▸ **REQUIRED WORK**
1. In the badger cull article, how many cattle are in Robert Knowles's dairy herd?
2. Continue the article on the Cornwall badger cull trial, picking up after its final sentence.

▸ **PAGE EXTRACT**
West Penwith farmers have been
divided about the cull. Some private landowners have refused to
allow traps to be laid on their land and more than half of
National Trust tenant farmers in the neighbourhood are said to
have declined to take part.
The artist Kurt Jackson, who has a
smallholding near St Just, is among those who have refused.
"It's partly a moral thing," he said. "Thousands of
badgers are killed on the road every year so why can't they be
examined to test for the incidence of TB?" Despite the
reservations of some farmers, the National Farmers' Union is keen
to see a speeding up of the trials because of concern about the
continued rise of TB in cattle. Cornwall, it says, has a greater
problem with the disease than any other county.
Robert Knowles, chairman of the
Cornwall NFU, who farms 350 acres, is among those in favour of the
trial. Although his own dairy herd of 170 cattle shows no sign of
TB he knows of neighbouring farmers who are under restriction and
unable to move cattle off their farms because they have been
diagnosed with the disease. "If we are going to prove whether
badgers give TB to cattle an experiment like this has got to be
done."

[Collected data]
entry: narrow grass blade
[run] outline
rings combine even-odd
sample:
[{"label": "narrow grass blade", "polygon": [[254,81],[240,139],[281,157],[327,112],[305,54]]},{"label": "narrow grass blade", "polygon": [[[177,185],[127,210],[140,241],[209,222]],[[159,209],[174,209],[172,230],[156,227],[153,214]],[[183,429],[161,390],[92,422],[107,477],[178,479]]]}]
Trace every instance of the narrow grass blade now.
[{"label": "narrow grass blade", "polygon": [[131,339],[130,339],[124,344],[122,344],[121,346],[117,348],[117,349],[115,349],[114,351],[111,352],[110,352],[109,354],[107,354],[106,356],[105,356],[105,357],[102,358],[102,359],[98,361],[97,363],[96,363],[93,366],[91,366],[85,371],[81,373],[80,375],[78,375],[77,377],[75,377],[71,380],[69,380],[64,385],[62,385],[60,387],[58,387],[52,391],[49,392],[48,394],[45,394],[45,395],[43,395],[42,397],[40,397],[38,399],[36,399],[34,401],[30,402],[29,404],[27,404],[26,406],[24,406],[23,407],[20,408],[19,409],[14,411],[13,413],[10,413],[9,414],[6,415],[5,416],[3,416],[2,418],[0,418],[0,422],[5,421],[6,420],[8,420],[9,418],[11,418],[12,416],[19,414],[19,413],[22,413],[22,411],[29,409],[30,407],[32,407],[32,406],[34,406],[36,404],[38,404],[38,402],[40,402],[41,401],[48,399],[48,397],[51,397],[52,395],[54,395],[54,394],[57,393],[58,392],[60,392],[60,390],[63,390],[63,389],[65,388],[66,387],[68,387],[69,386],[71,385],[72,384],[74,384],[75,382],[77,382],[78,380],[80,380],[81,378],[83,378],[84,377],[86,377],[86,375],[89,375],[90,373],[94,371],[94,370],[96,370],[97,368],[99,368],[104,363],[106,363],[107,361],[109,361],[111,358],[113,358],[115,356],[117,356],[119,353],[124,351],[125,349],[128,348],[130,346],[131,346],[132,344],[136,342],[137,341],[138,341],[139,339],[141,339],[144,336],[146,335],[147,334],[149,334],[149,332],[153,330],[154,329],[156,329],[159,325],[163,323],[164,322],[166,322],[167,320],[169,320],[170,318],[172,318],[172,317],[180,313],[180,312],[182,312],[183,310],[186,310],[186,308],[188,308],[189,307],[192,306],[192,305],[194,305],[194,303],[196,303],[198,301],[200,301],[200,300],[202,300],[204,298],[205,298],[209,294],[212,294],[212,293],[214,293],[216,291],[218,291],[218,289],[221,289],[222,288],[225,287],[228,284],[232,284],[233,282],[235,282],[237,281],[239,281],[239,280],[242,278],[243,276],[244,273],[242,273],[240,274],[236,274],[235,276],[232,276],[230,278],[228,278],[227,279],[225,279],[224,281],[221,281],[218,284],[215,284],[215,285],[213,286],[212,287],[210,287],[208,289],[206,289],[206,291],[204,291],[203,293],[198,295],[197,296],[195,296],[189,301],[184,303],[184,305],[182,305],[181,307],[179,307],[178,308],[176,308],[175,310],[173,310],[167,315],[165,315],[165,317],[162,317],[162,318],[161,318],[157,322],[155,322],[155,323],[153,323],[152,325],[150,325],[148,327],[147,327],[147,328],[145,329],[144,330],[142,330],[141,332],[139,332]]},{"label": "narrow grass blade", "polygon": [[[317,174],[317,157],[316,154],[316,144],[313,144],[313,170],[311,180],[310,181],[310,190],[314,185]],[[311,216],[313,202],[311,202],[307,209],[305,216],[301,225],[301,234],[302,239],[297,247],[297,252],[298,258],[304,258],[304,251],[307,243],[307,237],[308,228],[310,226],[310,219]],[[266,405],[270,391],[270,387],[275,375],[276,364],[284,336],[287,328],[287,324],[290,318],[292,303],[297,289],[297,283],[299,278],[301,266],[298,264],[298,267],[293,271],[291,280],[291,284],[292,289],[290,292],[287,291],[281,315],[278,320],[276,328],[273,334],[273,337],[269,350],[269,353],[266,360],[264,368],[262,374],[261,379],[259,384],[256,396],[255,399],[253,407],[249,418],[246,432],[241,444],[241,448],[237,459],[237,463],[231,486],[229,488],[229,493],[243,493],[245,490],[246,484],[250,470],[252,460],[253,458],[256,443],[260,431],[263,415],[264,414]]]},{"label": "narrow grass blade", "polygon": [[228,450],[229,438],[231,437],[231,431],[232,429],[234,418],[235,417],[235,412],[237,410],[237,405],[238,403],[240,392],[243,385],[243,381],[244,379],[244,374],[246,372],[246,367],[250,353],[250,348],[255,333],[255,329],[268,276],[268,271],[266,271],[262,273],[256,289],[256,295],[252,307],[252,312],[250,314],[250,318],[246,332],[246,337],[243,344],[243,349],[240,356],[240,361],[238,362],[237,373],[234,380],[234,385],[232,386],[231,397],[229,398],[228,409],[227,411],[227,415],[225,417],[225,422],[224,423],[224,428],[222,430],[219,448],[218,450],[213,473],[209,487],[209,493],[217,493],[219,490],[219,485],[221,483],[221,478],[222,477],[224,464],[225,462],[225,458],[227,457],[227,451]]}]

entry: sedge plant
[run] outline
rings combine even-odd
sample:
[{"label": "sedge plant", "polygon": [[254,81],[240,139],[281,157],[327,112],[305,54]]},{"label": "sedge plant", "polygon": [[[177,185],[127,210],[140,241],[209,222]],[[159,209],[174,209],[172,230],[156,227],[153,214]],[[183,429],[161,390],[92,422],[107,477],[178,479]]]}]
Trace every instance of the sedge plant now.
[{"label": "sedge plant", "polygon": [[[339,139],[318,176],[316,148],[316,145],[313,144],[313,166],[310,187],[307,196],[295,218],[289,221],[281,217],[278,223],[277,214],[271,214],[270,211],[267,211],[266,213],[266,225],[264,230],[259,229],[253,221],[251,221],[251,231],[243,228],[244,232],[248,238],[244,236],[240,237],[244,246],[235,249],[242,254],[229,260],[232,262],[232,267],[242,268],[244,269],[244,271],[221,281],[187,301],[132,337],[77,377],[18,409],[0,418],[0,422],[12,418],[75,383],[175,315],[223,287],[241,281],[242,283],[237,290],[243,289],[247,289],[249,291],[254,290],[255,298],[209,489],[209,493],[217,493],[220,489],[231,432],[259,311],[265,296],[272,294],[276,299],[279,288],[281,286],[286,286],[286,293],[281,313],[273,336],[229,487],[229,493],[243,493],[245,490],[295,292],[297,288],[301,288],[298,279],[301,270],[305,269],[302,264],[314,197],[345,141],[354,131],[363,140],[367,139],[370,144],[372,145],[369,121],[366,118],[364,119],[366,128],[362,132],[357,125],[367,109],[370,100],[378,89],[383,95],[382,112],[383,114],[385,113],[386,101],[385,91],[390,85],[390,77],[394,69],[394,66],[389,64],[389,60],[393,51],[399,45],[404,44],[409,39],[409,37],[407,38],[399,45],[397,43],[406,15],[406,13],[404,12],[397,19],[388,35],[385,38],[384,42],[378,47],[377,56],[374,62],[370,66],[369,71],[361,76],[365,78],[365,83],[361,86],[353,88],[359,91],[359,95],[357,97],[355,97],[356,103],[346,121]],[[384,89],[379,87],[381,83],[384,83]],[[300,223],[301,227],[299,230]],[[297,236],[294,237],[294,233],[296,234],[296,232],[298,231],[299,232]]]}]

▸ **ANSWERS FOR THE TASKS**
1. 170

2.
John Maule, 43, who runs a 20 acre organic
smallholding at Leswidden, near St Just, disagrees. He has refused
to allow the cull on his land. "We have never had TB in our
cattle which is part of my worry. If you have not got TB you have
probably got a healthy population of badgers because they are
territorial and keep out the infected ones. "If you kill all
the healthy badgers the sett will become repopulated, usually by
unhealthy ones that have been kicked out from other setts."
"My other gripe is that it is just cheap politics. What
happens if they find out that badgers do cause bovine TB? Is the
next step to kill every badger in the country? That is not going
to be politically acceptable. "They should develop a vaccine
for TB in cows and look at the welfare conditions in which they
are kept because very few organic farmers get TB in their cattle
and they are more stringent on welfare."